(Contour labeling records)
==*==
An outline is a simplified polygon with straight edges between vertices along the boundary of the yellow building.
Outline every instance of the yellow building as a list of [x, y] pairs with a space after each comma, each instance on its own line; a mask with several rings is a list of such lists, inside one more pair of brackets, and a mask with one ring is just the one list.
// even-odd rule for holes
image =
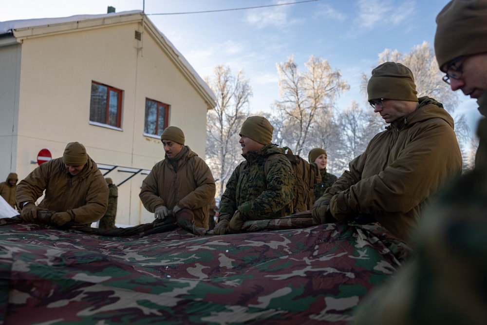
[[[142, 180], [174, 125], [205, 157], [215, 96], [141, 11], [0, 22], [0, 177], [19, 179], [48, 148], [83, 143], [120, 184], [116, 223], [151, 222]], [[141, 170], [142, 171], [141, 171]], [[108, 169], [102, 170], [106, 172]]]

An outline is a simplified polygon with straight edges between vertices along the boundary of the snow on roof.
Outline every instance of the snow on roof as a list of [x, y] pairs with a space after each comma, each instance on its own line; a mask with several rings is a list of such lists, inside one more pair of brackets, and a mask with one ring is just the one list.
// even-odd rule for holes
[[[25, 19], [17, 20], [9, 20], [8, 21], [0, 21], [0, 35], [11, 32], [13, 32], [16, 29], [34, 27], [39, 26], [46, 26], [55, 24], [60, 24], [65, 22], [72, 22], [79, 20], [85, 20], [90, 19], [104, 18], [105, 17], [113, 17], [114, 16], [123, 16], [132, 15], [134, 14], [143, 13], [142, 10], [132, 10], [130, 11], [122, 11], [119, 13], [112, 13], [104, 15], [77, 15], [69, 17], [60, 17], [58, 18], [40, 18], [38, 19]], [[147, 18], [149, 19], [148, 18]], [[150, 21], [150, 19], [149, 19]], [[177, 56], [178, 58], [183, 65], [187, 69], [188, 71], [194, 77], [198, 83], [205, 89], [205, 91], [210, 96], [213, 100], [216, 100], [216, 97], [213, 91], [210, 89], [206, 83], [200, 76], [199, 75], [193, 68], [191, 64], [186, 60], [183, 55], [176, 49], [174, 45], [171, 43], [164, 34], [161, 32], [159, 29], [150, 21], [152, 26], [157, 30], [168, 45], [172, 49]]]

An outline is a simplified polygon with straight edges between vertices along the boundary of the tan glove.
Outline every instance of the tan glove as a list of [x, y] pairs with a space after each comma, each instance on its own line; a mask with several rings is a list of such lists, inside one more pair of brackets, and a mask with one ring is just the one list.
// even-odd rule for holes
[[37, 218], [38, 211], [47, 211], [46, 209], [39, 208], [34, 203], [27, 203], [22, 208], [20, 218], [24, 221], [35, 222]]
[[67, 212], [57, 212], [51, 216], [51, 224], [57, 227], [62, 227], [72, 221], [71, 215]]
[[240, 212], [238, 210], [235, 212], [228, 224], [229, 233], [240, 233], [242, 232], [242, 228], [244, 226], [244, 219], [240, 216]]
[[330, 205], [330, 199], [318, 200], [315, 202], [311, 210], [311, 216], [313, 220], [318, 225], [327, 223], [326, 222], [326, 210]]

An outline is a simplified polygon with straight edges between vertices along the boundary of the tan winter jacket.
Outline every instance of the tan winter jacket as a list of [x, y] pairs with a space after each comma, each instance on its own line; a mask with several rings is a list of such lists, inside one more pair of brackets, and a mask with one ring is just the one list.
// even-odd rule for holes
[[462, 172], [451, 116], [432, 98], [419, 101], [414, 112], [376, 135], [327, 191], [344, 191], [330, 201], [336, 218], [371, 214], [410, 245], [425, 204]]
[[89, 225], [100, 220], [107, 210], [108, 186], [96, 164], [88, 156], [83, 170], [71, 176], [62, 158], [41, 164], [17, 187], [18, 206], [35, 203], [45, 190], [39, 207], [56, 212], [67, 212], [76, 223]]
[[163, 205], [189, 209], [197, 227], [208, 228], [208, 206], [215, 197], [215, 179], [205, 161], [191, 151], [178, 161], [177, 172], [168, 158], [156, 164], [142, 182], [139, 197], [148, 211]]
[[15, 191], [17, 190], [17, 184], [10, 186], [8, 181], [11, 179], [19, 179], [17, 174], [15, 172], [11, 172], [7, 177], [6, 181], [0, 183], [0, 195], [10, 206], [15, 209]]

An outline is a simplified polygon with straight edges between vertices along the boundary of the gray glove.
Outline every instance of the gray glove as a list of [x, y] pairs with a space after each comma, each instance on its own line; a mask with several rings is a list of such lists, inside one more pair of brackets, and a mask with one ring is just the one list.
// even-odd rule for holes
[[154, 218], [163, 220], [165, 218], [168, 216], [168, 213], [169, 213], [169, 211], [167, 208], [164, 206], [159, 206], [155, 208], [155, 211], [154, 212]]
[[24, 221], [34, 222], [37, 218], [38, 211], [47, 211], [47, 210], [39, 208], [34, 203], [27, 203], [22, 208], [20, 218]]

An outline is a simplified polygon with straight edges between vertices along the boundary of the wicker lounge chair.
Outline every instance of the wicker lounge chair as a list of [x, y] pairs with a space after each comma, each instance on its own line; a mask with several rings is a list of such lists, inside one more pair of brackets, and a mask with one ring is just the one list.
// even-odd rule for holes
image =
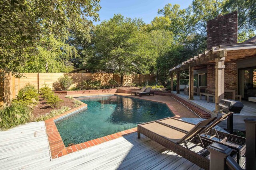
==*==
→ The exercise:
Can you rewrite everything from the start of the records down to the line containing "170], [106, 172]]]", both ends included, keeping the request text as is but shifting every coordinate in the answers by adding 38 to it? Omit the pictures.

→ Complete answer:
An outline is a simplified polygon with straight edges between vertices along the boundary of the yellow building.
Outline every instance of the yellow building as a list of [x, y] pairs with a space after each comma, each instance on its own line; a mask with several rings is a list of such lists, inside one more pair of brackets, and a mask with one ring is just the one list.
// even-odd rule for holes
image =
[[[180, 218], [212, 163], [243, 195], [253, 134], [179, 49], [38, 60], [38, 215], [57, 217], [86, 186], [121, 181], [158, 222], [154, 261], [189, 260]], [[179, 208], [180, 209], [179, 209]], [[146, 207], [140, 208], [144, 210]]]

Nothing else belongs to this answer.